Given data:

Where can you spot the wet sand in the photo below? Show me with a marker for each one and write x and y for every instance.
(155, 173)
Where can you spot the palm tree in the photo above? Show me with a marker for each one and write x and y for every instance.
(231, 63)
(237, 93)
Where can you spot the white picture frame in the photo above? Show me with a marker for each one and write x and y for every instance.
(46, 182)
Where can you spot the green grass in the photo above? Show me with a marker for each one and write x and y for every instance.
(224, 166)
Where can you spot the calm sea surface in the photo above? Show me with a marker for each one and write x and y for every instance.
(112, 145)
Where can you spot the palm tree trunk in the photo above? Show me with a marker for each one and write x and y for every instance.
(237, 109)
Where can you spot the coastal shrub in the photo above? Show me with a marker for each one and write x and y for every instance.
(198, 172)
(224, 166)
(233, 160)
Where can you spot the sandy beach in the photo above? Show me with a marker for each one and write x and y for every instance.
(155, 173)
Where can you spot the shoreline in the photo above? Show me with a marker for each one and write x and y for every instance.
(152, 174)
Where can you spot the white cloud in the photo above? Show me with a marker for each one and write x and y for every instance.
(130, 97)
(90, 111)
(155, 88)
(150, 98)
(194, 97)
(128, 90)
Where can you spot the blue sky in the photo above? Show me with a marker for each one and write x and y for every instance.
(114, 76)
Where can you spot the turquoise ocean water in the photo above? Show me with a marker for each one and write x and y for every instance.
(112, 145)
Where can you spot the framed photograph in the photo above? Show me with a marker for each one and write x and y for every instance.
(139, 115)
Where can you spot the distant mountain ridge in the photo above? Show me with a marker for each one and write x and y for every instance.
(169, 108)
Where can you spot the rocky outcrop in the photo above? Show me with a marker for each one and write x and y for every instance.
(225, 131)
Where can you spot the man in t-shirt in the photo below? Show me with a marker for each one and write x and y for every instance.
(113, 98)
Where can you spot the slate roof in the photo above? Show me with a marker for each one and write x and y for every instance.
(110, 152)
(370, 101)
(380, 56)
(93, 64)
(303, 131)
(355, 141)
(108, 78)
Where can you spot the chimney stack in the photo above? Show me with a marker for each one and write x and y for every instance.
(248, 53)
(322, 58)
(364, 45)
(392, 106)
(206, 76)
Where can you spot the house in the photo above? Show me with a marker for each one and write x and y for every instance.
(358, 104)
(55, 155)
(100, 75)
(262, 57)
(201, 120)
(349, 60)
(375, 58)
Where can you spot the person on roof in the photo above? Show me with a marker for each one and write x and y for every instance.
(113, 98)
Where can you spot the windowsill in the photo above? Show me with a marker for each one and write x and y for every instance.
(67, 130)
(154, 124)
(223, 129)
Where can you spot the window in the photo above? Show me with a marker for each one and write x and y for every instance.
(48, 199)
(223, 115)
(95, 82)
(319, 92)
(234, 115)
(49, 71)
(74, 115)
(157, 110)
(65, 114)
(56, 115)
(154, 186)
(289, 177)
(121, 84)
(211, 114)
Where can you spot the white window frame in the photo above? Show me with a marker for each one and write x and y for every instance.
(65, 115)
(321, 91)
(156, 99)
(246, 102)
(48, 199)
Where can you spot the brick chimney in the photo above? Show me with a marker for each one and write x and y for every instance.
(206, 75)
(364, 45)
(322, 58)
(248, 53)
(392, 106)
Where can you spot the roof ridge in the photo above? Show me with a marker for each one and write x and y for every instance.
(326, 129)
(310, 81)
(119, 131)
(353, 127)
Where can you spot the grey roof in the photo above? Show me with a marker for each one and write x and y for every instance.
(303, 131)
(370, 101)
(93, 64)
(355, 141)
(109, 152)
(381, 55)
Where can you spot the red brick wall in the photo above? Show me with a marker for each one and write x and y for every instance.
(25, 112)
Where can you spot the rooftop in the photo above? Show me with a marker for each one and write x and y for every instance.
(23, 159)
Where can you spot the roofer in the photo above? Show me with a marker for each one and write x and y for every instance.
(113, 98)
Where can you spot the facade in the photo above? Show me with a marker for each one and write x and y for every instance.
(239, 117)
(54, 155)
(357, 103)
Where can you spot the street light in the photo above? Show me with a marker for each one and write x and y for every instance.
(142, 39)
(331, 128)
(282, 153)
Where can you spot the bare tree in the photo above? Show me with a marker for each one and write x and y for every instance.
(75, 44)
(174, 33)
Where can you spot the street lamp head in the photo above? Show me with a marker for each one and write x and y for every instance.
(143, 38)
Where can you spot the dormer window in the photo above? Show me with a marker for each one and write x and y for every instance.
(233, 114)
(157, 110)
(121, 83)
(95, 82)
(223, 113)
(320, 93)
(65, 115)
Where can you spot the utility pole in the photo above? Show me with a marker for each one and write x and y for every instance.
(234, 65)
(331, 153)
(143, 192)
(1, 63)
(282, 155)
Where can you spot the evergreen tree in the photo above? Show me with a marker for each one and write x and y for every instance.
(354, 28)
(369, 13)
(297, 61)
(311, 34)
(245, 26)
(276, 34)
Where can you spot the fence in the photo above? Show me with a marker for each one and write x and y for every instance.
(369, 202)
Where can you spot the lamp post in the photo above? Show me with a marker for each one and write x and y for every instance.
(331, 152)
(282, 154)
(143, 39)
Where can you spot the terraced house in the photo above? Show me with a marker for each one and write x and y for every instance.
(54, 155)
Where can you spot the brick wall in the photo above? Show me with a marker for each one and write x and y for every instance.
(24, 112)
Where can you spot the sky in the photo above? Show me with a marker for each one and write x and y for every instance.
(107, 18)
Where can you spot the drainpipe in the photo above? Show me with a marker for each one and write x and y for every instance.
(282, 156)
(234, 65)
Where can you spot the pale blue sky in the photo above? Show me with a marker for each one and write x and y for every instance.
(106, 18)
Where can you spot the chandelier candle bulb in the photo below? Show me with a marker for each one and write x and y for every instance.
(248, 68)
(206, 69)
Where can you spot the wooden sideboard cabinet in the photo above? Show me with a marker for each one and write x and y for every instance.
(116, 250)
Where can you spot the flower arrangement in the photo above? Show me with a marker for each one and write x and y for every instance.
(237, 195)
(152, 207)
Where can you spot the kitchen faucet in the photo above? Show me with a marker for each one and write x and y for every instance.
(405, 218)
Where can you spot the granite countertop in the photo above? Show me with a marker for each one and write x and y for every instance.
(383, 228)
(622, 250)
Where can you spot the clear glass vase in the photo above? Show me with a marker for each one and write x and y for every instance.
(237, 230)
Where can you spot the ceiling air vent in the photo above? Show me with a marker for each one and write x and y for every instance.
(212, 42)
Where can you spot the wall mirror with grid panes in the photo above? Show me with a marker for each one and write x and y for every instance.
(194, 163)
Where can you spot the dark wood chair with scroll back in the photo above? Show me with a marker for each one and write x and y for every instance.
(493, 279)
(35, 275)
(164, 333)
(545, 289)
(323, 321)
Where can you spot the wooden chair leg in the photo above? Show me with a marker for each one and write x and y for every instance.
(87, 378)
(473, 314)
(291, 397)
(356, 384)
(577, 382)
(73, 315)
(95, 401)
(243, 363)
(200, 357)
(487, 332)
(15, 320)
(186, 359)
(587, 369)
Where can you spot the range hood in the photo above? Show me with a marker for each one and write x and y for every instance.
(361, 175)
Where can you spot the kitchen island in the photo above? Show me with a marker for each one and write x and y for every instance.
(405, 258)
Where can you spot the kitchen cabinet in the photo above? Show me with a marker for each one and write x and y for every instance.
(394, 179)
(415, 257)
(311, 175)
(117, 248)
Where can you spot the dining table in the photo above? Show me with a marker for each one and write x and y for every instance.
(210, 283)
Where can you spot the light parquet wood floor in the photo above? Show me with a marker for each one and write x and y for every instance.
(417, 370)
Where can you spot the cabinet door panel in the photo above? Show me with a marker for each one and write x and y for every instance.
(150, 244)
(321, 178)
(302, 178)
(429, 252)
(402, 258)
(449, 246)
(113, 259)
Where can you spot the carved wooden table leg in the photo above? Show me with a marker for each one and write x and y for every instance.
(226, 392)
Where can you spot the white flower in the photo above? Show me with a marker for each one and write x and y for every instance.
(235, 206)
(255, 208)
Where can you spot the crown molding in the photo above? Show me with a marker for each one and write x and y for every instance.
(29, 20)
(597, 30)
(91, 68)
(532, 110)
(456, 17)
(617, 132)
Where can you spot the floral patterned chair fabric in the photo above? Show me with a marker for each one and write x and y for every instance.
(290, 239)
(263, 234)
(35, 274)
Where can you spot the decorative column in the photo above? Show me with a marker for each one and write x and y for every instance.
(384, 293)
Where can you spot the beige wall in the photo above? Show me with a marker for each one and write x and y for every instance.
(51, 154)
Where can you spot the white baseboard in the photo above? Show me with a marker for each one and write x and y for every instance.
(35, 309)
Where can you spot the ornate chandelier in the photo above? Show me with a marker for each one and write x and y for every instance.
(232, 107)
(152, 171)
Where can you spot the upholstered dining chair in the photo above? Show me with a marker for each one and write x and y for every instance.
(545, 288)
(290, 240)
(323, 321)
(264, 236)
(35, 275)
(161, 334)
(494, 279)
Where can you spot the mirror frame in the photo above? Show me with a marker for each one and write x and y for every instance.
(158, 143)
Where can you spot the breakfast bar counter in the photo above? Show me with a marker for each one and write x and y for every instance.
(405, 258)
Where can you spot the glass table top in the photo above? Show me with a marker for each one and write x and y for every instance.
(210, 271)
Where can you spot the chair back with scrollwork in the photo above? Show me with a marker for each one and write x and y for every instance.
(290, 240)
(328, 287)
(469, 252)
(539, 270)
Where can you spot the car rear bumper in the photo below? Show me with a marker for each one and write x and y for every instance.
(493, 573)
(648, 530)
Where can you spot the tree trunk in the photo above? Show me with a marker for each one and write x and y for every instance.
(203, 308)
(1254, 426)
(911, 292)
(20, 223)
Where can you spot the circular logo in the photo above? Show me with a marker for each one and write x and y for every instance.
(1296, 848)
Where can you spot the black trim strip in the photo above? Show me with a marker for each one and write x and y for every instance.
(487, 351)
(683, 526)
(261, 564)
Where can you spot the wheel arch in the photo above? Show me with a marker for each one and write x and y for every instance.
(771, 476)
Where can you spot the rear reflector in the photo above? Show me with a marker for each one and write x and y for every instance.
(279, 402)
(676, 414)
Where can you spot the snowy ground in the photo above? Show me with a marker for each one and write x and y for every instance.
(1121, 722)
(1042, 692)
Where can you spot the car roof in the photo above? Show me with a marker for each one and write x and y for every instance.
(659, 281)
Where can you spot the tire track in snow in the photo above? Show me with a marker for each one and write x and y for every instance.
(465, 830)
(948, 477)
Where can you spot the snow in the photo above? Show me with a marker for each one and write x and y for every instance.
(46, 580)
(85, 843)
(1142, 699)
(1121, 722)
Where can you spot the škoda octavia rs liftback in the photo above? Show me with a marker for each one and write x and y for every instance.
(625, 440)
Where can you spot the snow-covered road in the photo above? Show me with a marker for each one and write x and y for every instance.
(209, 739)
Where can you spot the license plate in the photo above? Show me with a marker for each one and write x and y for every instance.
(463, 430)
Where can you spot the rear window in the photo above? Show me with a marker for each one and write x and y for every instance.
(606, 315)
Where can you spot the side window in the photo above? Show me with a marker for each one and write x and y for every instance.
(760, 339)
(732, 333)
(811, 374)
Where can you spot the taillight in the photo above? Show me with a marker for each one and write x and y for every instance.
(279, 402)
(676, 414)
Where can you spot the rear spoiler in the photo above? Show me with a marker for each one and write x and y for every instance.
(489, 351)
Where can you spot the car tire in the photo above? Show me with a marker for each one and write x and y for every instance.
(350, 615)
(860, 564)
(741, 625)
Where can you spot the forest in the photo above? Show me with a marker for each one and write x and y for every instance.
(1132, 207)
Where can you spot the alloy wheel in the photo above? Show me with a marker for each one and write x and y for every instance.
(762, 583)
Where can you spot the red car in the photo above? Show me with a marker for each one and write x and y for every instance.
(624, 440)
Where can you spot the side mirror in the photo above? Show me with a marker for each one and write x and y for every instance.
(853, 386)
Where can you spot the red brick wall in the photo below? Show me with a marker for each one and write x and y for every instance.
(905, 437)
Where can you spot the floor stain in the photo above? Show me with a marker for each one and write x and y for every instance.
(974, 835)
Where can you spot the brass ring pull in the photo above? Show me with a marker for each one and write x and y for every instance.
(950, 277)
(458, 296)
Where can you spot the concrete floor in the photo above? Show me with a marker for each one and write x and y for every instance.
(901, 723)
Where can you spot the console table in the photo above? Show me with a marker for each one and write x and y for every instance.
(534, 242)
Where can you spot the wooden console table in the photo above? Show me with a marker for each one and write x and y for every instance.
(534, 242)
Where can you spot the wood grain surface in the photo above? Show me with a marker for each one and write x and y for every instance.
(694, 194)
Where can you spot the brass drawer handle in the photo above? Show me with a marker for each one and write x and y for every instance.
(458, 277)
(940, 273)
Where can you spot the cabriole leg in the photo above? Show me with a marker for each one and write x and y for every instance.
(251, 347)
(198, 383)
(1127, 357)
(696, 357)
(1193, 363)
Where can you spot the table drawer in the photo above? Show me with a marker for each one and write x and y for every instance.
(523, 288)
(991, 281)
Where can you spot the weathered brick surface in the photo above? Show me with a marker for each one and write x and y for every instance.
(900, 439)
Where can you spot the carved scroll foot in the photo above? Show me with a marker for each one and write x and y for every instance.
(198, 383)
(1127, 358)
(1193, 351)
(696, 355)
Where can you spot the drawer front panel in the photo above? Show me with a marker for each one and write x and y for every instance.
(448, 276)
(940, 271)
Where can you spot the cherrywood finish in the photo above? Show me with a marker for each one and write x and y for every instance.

Stated exercise: Reproduce, word for word, only the lines from the one that contains "Where can you spot the weathered" through the final line.

Exercise response:
Where can you spot the weathered brick surface in the photo above? Show me with a marker for each one and write x and y for every instance.
(900, 439)
Where can you spot the carved scroll foot in the photo above? Show me with a marker for each one and write x and y for every instance.
(198, 383)
(1127, 358)
(1193, 351)
(696, 355)
Where can you spot the drawer front panel in the photo above? Show me with a marker for each one and write x and y for every instance.
(448, 276)
(940, 271)
Where can you spot the cherrywood finish in the photo above? Show me with a marker for each one and write x and y for every instance.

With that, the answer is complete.